**EXCERPTED TEXT**
What is your silliest and costliest (time or money) programming mistake?

Question

simplecto · Accepted Answer

I once mishandled the api keys and endpoints for dev and production environments, effectively send dev alerts as prod and prod as dev.
Anyway The business was seasonal and entering spring (our big sales time), and I see a flood of errors coming. In on DEV environment.
I silenced them because I figured someone was working on it. Nope. Our customers were working that checkout process and the payment gateway was failing hard.
Yeah, so 12 hours later I get a fire drill call from VP finance asking why his morning reports report no sales.
I was too green to realize my mistake right away and took another 2 hours of bumping my head on things before seeing the glaring mistake.
Impact: 25 to 30k but maybe less as customer service made lots of follow up calls to close sales.
Love your customer service people. They are the ones who humanize your mistakes.

shoo · Answer

Software product used by client to optimise decisions for large scale construction project, to minimise construction cost (think: https://en.wikipedia.org/wiki/Facility_location ). Regression introduced into some of the algorithms used to make subtle but important optimisation decisions. Regression wasn't caught by QA process, review process or regression test suite[1]. From memory the defect ran in production > 1 year before anyone noticed and was used by client to make a bunch of sub-optimal construction decisions. Cost to client: estimated in seven figure range.
Software can create a lot of value when hooked up to directly optimise a real world decision process for a large project, but it can also destroy a fair bit of that value too.

**GIVEN RECORDS**
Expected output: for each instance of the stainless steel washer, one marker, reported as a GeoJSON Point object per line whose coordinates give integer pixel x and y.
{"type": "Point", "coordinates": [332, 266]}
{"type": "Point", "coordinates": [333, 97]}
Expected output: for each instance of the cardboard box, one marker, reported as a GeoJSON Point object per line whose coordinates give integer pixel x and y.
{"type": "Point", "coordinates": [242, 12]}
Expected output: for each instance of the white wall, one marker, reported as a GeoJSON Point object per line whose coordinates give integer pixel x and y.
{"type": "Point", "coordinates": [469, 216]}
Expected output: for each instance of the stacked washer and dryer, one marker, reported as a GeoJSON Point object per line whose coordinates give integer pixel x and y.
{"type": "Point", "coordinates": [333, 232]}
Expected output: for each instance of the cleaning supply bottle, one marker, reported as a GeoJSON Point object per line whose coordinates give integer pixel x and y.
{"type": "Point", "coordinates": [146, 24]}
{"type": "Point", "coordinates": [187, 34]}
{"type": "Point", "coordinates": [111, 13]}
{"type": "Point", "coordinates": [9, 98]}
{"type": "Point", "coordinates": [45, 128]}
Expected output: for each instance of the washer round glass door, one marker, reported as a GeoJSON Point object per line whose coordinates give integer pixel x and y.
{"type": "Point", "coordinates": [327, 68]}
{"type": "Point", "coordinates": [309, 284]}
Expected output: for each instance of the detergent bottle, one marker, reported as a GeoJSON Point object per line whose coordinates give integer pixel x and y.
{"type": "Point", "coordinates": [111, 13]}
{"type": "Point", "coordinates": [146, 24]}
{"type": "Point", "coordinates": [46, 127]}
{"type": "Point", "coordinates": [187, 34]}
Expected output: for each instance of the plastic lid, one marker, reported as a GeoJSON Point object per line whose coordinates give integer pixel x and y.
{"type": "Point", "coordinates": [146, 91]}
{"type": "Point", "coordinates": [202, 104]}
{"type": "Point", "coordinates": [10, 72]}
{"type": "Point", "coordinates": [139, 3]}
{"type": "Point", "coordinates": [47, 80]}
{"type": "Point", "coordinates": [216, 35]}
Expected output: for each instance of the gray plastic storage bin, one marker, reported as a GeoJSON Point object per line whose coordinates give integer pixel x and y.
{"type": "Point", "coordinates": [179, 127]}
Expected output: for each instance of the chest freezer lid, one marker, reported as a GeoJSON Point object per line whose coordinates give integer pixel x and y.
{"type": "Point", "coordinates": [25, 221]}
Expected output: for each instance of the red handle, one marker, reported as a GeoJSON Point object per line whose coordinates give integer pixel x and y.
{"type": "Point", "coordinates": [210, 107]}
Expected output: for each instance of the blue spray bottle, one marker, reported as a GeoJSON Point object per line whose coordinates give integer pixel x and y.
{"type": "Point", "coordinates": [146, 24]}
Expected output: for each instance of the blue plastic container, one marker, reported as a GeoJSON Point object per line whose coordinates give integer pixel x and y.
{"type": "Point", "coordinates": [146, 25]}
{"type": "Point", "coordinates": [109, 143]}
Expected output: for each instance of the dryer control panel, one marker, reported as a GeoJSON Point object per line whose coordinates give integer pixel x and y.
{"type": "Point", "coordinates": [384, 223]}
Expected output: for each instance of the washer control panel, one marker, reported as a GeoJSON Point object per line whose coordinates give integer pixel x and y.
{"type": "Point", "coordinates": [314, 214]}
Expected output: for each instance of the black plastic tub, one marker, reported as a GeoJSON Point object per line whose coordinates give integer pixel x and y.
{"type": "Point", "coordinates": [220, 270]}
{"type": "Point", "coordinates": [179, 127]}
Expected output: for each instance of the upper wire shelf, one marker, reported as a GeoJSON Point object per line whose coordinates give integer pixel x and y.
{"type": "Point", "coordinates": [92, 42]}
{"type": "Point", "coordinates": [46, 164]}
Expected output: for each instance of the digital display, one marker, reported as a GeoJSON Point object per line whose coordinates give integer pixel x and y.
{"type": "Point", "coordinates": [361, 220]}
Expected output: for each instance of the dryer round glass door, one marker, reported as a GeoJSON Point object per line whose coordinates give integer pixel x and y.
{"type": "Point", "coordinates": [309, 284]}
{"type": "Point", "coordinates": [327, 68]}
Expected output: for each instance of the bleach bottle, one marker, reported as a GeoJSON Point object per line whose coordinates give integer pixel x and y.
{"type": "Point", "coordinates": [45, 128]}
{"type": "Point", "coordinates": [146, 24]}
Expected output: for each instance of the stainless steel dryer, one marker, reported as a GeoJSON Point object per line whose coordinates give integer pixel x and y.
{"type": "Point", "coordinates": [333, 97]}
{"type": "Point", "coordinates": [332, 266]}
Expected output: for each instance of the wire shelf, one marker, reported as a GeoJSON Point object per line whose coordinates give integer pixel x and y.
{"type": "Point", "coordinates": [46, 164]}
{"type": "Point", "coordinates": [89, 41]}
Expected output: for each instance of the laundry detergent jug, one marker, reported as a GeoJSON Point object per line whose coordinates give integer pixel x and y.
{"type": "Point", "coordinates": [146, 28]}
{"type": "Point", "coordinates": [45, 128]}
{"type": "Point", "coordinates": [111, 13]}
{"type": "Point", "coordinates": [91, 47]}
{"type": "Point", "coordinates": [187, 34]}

**CHALLENGES**
• 1. From the programming-mistakes thread, quote the part that opens with the words containing "What is your" and closes with "on DEV environment.".
• 2. In the programming-mistakes thread, who made the call asking why the morning reports showed no sales?
• 3. Which checks does the programming-mistakes thread say failed to catch the regression in the optimisation algorithms?

**OUTPUTS**
• 1.
What is your silliest and costliest (time or money) programming mistake?

Question

simplecto · Accepted Answer

I once mishandled the api keys and endpoints for dev and production environments, effectively send dev alerts as prod and prod as dev.
Anyway The business was seasonal and entering spring (our big sales time), and I see a flood of errors coming. In on DEV environment.

• 2. The VP finance.

• 3. The QA process, the review process, and the regression test suite.